- Consigne -
Répondez aux questions suivantes à partir de l'extrait du document présenté ci-dessous, consacré à reMix.
1. Quelle année figure entre parenthèses à côté du titre reMix ?
2. À quel genre de roman reMix est-il rattaché ?
3. À quelles deux époques, qui « font recette », les emprunts sont-ils faits selon l'extrait ?

- Extrait du document -
John Courtenay Grimwood : reMix
(reMix, 1999)
roman de Science-Fiction
- par ailleurs :
Par un curieux effet miroir, il semble qu'un certain nombre de jeunes auteurs de Science-Fiction anglo-saxons subisse la fascination du style de cinéma que le genre a lui-même enfanté. Surtout dans sa forme actuelle basée sur le tout virtuel, l'ambiance techno-polar, le morphing, les effets spéciaux et la microspéculation. Pour ces écrivains de SF, il ne s'agit plus d'interroger l'avenir en se livrant à de vastes conjectures sociologiques, de profondes anticipations poétiques, mais de plonger dans un monde décadent et chamboulé, situé dans un futur indéterminé, où l'univers cinématographique se serait matérialisé. On y retrouve le folklore des films d'aujourd'hui : conspirations religieuses à l'échelle de la galaxie, noirs complots mondialistes, mégalomanes omnipotents, gourous déviants, nanotechnologie, aliens redoutables, engins spatiaux mirobolants, drogues aux pouvoirs supranormaux, armes sophistiquées, kung-fu survitaminé, cyberhéros camés à la violence, et virus à toutes les sauces. Avec, pour stimuler la saveur de l'ensemble, des emprunts au xixe siècle ou au Moyen Âge, époques qui font recette, le glutamate du rétro.

- Données fournies -

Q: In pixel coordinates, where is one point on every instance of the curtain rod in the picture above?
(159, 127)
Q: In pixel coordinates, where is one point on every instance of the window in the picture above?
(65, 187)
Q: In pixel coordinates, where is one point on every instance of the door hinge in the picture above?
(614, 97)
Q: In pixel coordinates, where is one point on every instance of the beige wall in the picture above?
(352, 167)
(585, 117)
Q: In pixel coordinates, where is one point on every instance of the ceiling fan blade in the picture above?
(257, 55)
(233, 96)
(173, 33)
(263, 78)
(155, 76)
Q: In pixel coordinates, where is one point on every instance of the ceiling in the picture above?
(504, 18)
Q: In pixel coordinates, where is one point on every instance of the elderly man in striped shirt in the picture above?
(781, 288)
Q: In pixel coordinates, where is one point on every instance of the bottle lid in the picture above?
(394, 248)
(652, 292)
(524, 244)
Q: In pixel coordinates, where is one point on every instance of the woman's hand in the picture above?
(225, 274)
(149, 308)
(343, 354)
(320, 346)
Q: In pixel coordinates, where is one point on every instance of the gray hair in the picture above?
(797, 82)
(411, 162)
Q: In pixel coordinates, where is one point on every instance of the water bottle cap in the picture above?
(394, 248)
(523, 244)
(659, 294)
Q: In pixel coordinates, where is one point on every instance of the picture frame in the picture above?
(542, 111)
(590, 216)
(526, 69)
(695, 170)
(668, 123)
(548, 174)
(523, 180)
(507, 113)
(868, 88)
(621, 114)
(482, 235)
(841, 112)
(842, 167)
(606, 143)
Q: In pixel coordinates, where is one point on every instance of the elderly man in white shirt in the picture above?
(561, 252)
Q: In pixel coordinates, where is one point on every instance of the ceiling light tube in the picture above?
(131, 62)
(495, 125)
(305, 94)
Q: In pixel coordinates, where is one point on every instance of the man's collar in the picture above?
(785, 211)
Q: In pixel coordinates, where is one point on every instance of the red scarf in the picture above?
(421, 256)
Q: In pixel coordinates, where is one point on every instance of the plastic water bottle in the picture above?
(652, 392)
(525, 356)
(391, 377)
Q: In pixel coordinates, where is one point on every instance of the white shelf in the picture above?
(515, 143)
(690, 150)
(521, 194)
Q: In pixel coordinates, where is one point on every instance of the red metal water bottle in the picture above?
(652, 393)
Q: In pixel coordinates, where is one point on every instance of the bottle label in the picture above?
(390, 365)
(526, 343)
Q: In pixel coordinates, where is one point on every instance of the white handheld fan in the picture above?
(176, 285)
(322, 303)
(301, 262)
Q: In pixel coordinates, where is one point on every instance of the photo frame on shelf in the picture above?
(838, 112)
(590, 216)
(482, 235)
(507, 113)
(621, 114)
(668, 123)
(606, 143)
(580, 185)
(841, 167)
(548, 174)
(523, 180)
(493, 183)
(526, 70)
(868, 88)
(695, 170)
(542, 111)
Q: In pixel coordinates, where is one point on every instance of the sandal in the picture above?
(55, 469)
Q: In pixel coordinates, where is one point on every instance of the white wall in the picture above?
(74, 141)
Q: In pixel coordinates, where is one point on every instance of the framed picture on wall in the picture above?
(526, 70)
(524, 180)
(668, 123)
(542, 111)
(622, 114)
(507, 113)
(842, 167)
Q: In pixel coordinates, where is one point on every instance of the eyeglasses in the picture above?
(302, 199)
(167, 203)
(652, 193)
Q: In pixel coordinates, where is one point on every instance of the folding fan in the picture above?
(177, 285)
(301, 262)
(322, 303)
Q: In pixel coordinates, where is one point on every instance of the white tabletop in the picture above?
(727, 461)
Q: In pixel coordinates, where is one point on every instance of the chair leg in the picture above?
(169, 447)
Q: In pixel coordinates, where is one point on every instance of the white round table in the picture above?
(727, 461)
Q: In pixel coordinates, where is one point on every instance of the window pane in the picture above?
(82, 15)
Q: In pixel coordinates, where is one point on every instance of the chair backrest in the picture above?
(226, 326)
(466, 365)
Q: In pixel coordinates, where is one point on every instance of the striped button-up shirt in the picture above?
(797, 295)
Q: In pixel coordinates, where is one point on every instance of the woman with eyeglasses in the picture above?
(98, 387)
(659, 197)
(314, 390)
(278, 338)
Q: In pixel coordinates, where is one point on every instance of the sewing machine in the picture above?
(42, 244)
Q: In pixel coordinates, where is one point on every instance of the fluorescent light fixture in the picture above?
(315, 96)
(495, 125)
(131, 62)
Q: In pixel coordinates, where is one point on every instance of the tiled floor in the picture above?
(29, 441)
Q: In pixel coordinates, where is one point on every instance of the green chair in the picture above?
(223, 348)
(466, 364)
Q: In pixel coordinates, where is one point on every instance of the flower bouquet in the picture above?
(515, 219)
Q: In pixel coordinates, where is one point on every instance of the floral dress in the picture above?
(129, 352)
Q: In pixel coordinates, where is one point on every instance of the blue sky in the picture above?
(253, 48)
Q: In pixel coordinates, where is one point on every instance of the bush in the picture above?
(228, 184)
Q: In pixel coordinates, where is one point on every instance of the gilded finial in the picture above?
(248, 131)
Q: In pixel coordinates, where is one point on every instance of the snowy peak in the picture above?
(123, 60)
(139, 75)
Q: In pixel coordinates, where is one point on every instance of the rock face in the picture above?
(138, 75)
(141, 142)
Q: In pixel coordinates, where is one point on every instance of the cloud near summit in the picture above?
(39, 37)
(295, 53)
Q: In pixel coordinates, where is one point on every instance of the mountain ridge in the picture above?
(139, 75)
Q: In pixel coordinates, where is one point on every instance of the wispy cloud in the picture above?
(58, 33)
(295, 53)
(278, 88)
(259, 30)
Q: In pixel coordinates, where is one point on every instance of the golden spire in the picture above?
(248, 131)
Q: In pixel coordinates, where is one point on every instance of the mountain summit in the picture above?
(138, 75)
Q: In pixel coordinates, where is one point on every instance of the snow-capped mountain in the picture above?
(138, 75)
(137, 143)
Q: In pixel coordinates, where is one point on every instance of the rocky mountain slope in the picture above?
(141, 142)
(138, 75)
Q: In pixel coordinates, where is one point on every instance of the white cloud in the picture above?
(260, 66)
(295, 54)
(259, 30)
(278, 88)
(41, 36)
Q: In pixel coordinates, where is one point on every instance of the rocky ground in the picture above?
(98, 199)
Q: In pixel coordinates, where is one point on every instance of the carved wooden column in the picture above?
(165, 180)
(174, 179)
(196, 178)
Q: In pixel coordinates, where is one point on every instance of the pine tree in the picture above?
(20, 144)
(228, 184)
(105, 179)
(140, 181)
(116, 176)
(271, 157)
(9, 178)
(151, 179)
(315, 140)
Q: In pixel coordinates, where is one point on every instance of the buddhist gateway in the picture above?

- Résultat de l'exercice -
1. 1999.
2. Au roman de science-fiction.
3. Au XIXe siècle et au Moyen Âge.